- CR 610 highlighted in red

Route information
- Maintained by Sarasota County Public Works and Manatee County Public Works
- Length: 7.2 mi (11.6 km)

Major junctions
- West end: US 41 in Sarasota
- US 301 near Sarasota;
- East end: I-75 near Lakewood Ranch

Location
- Country: United States
- State: Florida
- Counties: Sarasota, Manatee

Highway system
- County roads in Florida;

= County Road 610 (Florida) =

Road in Florida, United States

County Road 610 (CR 610), locally known as University Parkway, is a 7 mi county route in Sarasota, Sarasota County and Manatee County, Florida. It is a major commuter route from U.S. Highway 41 (US 41) to Interstate 75 (I-75) and it is the primary access road for Sarasota–Bradenton International Airport.

University Parkway from US 301 west to US 41 is fully within and maintained by Sarasota County. East of US 301, the route runs along the Sarasota-Manatee county line. While the route along this segment is predominately in Manatee County, Sarasota and Manatee counties have an interlocal agreement with the road in regards to maintenance due to its proximity to the county line. Manatee County is responsible for the maintenance of the physical roadway on this segment, while Sarasota County is responsible for maintaining traffic signals and landscaping along the corridor.

==Route description==
University Parkway begins at an intersection with US 41 (Tamiami Trail) on the north side of Sarasota directly across from the John and Mable Ringling Museum of Art. From US 41, University Parkway is a four-lane road and it passes to the south of Sarasota–Bradenton International Airport. Shortly after passing the main entrance to the airport, it turns northeast and crosses the Seminole Gulf Railway before turning back east. It then expands to six lanes and comes to an intersection with US 301.

### [Provided data]
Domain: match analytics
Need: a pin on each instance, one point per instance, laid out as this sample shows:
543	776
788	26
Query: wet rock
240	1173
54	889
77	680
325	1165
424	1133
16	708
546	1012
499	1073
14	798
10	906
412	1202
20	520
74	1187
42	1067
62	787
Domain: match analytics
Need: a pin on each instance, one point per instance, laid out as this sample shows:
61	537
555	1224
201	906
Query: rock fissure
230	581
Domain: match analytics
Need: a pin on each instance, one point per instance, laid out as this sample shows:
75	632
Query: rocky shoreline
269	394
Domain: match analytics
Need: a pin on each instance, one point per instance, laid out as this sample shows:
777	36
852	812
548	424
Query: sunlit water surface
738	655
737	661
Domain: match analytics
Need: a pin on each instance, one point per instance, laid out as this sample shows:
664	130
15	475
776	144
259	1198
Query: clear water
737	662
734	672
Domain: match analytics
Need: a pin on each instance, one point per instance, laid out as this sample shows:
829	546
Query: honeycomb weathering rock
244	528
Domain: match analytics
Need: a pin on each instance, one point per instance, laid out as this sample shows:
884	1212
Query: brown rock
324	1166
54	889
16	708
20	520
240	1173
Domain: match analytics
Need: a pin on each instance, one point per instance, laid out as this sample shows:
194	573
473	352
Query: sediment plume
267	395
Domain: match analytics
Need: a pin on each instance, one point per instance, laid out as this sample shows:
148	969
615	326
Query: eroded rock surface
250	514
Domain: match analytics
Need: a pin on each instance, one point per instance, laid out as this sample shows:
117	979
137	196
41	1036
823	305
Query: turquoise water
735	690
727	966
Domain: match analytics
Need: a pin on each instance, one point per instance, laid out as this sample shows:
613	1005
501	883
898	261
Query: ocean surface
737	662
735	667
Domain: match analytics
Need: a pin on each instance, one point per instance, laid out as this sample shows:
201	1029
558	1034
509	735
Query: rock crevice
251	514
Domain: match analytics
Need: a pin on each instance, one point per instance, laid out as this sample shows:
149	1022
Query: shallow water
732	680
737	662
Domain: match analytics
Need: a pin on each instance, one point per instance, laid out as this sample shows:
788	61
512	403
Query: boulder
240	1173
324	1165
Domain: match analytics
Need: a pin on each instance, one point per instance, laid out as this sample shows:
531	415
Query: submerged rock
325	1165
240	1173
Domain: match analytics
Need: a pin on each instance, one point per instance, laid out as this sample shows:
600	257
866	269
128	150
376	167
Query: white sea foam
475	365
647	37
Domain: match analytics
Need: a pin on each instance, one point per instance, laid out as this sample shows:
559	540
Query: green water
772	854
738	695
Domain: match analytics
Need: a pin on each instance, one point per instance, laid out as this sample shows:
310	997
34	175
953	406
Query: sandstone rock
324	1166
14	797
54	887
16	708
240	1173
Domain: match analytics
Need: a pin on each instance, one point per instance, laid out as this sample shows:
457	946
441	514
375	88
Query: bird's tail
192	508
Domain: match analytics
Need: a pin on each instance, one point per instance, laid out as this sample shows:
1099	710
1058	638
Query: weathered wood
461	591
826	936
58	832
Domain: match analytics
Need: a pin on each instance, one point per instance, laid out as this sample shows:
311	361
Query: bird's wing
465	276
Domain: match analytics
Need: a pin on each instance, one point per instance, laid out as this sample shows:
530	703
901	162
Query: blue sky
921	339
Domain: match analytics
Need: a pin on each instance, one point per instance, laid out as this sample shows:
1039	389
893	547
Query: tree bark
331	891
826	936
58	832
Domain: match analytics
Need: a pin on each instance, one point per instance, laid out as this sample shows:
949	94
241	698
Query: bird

### [Instructions]
[1] According to the County Road 610 text, which county maintains the physical roadway on the segment east of US 301?
[2] Extend the text on County Road 610 from where it stops.
The records were drawn from a separate source.

### [Answers per task]
[1] Manatee County maintains the physical roadway on that segment.

[2]
East of US 301, University Parkway runs east along the Sarasota–Manatee county line. It immediately crosses another branch of the Seminole Gulf Railway and intersects with Lockwood Ridge Road. It passes a number of residential areas and intersects Honore Avenue before coming to an intersection with Cattlemen Road. At Cattlemen Road, it passes the Mall at University Town Center and its surrounding commercial areas before coming to a diverging diamond interchange with I-75.

CR 610 officially terminates at I-75, though University Parkway continues east another 6 mi through Lakewood Ranch.

==History==
The route that would become University Parkway was originally a rural road from US 301 east. At the time, US 301 turned west at University Parkway and continued north to Bradenton along present-day 15th Street (301 Boulevard). US 301 north of University Parkway would not be moved to its current alignment until 1985.

University Parkway was extended east to connect with I-75 by the time the freeway opened through the area in 1981. It was designated as SR 610.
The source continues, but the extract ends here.